■ **REQUIREMENT**:
Reproduce every one of the entries below word for word, changing nothing.

(Rows from a point-labeling dataset)
----------

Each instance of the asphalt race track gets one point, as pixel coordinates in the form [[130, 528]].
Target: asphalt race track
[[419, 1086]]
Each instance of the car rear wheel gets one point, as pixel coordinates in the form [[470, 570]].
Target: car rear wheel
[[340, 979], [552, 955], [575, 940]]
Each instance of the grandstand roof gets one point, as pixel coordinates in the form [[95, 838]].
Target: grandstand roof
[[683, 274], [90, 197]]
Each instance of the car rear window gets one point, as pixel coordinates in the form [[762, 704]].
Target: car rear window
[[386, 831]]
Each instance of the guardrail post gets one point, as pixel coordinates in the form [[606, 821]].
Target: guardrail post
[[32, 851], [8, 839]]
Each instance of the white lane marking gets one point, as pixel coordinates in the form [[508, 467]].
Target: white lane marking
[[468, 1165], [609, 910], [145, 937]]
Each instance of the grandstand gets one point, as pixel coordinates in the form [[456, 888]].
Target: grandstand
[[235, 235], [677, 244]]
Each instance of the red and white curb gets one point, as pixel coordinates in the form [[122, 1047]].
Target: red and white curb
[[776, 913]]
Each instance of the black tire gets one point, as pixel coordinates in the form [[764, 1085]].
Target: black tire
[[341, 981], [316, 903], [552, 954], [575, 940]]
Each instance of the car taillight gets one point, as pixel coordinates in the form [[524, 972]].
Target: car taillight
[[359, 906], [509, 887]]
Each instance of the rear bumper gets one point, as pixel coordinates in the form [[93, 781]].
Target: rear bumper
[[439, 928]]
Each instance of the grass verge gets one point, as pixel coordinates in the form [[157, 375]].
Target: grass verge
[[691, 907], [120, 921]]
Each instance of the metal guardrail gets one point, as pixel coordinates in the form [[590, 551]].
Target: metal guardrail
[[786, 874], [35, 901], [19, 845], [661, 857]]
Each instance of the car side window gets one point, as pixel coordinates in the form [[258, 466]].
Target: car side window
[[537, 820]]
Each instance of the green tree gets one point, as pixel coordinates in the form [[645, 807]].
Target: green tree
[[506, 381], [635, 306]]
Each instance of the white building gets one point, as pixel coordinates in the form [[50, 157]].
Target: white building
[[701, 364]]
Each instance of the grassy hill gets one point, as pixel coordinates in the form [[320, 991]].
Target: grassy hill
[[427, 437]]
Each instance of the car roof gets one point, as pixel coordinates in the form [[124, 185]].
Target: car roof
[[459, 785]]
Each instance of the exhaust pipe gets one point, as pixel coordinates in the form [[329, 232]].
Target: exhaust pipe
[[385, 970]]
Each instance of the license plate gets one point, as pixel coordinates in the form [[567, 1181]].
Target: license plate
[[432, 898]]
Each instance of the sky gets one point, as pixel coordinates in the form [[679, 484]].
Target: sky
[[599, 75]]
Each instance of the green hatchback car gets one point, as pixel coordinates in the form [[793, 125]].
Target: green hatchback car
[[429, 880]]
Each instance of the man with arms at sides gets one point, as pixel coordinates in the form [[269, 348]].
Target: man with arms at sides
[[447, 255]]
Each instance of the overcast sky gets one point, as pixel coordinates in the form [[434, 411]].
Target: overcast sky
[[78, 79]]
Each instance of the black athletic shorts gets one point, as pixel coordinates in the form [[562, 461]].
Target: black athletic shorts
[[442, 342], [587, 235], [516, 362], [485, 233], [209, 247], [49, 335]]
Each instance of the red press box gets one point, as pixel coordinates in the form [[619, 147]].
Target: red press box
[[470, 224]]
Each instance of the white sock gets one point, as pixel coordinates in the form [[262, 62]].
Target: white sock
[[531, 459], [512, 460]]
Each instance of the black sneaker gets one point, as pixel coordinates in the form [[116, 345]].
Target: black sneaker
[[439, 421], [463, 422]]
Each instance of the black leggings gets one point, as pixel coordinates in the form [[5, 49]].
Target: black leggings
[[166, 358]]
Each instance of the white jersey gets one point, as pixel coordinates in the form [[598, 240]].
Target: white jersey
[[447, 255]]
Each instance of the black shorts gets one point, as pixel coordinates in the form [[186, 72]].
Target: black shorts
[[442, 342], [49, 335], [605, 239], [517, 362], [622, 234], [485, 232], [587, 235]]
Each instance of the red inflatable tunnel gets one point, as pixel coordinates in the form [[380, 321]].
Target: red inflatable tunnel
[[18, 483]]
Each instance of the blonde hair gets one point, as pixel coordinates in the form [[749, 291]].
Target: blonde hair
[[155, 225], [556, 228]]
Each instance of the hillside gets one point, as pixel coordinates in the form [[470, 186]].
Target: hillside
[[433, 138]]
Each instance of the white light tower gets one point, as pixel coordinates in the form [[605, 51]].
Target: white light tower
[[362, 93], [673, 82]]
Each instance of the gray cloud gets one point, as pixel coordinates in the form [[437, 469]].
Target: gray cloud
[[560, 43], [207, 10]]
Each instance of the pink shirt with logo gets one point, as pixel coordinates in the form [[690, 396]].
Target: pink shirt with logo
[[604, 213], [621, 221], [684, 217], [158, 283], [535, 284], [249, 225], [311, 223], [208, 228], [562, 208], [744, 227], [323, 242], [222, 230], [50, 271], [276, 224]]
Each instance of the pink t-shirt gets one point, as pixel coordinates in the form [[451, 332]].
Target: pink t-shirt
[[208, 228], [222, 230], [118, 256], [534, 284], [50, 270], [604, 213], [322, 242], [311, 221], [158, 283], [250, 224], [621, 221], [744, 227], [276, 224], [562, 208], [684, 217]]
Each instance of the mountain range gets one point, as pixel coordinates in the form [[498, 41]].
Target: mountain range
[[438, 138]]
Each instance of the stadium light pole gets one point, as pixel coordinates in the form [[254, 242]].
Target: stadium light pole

----------

■ **SOLUTION TO THIS TASK**:
Each instance of the asphalt race track gets one point, as pixel coordinates in the form [[130, 528]].
Target: asphalt race track
[[419, 1086]]
Each instance of the car rear wheel gets one point, as pixel coordinates in the form [[470, 570]].
Target: car rear wheel
[[340, 979], [552, 955], [575, 940]]
Each instance of the grandstand roof gets one point, as pixel coordinates in the form [[95, 838]].
Target: grandstand roof
[[683, 274], [90, 197]]
Each instance of the car rear window gets one point, as pixel coordinates in the form [[762, 704]].
Target: car rear window
[[386, 831]]
Each instance of the guardrail post gets one point, as pixel coordinates in the form [[606, 821]].
Target: guardrail post
[[32, 851], [8, 839]]
Each instance of the white lane marking gets one point, as pixel coordinates in the form [[508, 467]].
Target: white lane marking
[[468, 1165], [609, 910], [145, 937]]
Each instance of the grandstand gets one point, as pixel coordinates in the form [[456, 888]].
Target: grandstand
[[235, 235], [677, 244]]
Each instance of the red and white curb gets one point, as pixel coordinates in the form [[122, 1047]].
Target: red and white curb
[[776, 913]]
Each instance of the black tire gets one point, as pixel coordinates in the form [[764, 1085]].
Target: black tire
[[341, 981], [316, 903], [552, 954], [575, 940]]
Each instance of the car taillight gets one point, as pixel coordinates in the form [[524, 972]].
Target: car taillight
[[359, 906], [509, 887]]
Each instance of the rear bumper gets one point, as pixel coordinates in the form [[93, 781]].
Target: rear bumper
[[439, 928]]
Each instance of the grass verge gets one point, as pixel coordinates in the form [[157, 375]].
Target: grass verge
[[691, 907], [120, 921]]
Each instance of the metal guardrail gets one point, as pixel coordinates in the form [[590, 551]].
Target: metal guardrail
[[786, 874], [35, 901], [19, 845], [661, 857]]
Each instance of the car side window gets one point, as pixel coordinates in the form [[258, 466]].
Target: car side window
[[537, 820]]
Each instance of the green tree gets one point, as pixel coordinates in the form [[645, 807]].
Target: green tree
[[506, 381], [635, 306]]
Each instance of the white building gets one point, as pixel coordinates in the form [[50, 157]].
Target: white building
[[701, 364]]
Each instance of the grassy hill gets one point, as pixel coordinates in the form [[320, 991]].
Target: grassy hill
[[427, 437]]
Each instance of the car roof gets one point, as pixel coordinates in the form [[124, 185]].
Target: car roof
[[459, 785]]
Each instance of the exhaust pipe gets one point, as pixel coordinates in the form [[329, 232]].
Target: exhaust pipe
[[385, 970]]
Each instance of the license plate gets one point, as pixel coordinates in the form [[567, 1181]].
Target: license plate
[[432, 898]]
Each instance of the sky gets one point, as pixel coordinates in the form [[679, 484]].
Target: sky
[[599, 75]]
Each instance of the green hatchback car gets one point, as pixel coordinates in the form [[793, 125]].
Target: green hatchback car
[[429, 880]]
Each instance of the man with arms at sides gets one point, as pixel coordinates in the form [[269, 348]].
Target: man with arms at sides
[[447, 255]]
Each instance of the overcast sky gets one point, as pixel coordinates in the form [[434, 411]].
Target: overcast sky
[[78, 79]]
Each instance of the black athletic shorts gets one point, as pixel coordinates in the form [[562, 461]].
Target: black athletic shorts
[[442, 342], [587, 235], [516, 362], [485, 233], [209, 247], [49, 335]]
Each instance of the red press box gets one point, as pixel coordinates in the form [[619, 147]].
Target: red press box
[[470, 224]]
Each instance of the white sock gets one point, as pixel coordinates in the form [[262, 62]].
Target: white sock
[[531, 459], [512, 460]]
Each instance of the black sneaker gets one point, as pixel coordinates in the form [[116, 345]].
Target: black sneaker
[[439, 421], [463, 422]]
Each instance of the black leggings gets one point, as pixel coordinates in the form [[5, 49]].
Target: black leggings
[[166, 358]]
Each instance of the white jersey gets one point, as pixel coordinates in the form [[598, 240]].
Target: white jersey
[[447, 255]]
Each instance of the black shorts gets one point, as pixel coordinates in the form [[186, 72]].
Target: black shorts
[[442, 342], [49, 335], [605, 239], [517, 362], [622, 234], [485, 232], [587, 235]]
Each instance of the red inflatable tunnel gets one point, as pixel coordinates in the form [[380, 321]].
Target: red inflatable tunnel
[[18, 483]]
Each instance of the blonde hair gets one point, as pixel coordinates in the form [[749, 291]].
Target: blonde hair
[[155, 225], [556, 228]]
Each instance of the hillside gets one point, as pixel coordinates in the form [[470, 186]].
Target: hillside
[[433, 138]]
Each instance of the white light tower gets one point, as pixel coordinates in the form [[605, 51]].
Target: white light tower
[[362, 93], [673, 82]]
Each instance of the gray cloud gets one point, as pixel coordinates in the form [[437, 469]].
Target: gray cloud
[[560, 43], [207, 10]]
Each instance of the pink shirt with logo gets one point, as pixel coordinates in the form [[690, 396]].
Target: pink shirt with logo
[[604, 213], [621, 221], [684, 217], [158, 283], [535, 284], [249, 225], [311, 223], [208, 228], [562, 208], [744, 227], [323, 242], [222, 230], [50, 271], [276, 224]]
Each instance of the pink t-shirt gets one point, as pixel coordinates in the form [[451, 332]].
Target: pink t-shirt
[[208, 228], [222, 230], [118, 256], [534, 284], [50, 270], [604, 213], [322, 242], [311, 221], [158, 283], [250, 224], [621, 221], [744, 227], [276, 224], [562, 208], [684, 217]]
Each instance of the mountain range gets one point, as pixel coordinates in the form [[498, 41]].
Target: mountain range
[[438, 138]]
Each instance of the stadium light pole gets one point, as pixel coordinates in the form [[254, 242]].
Target: stadium light pole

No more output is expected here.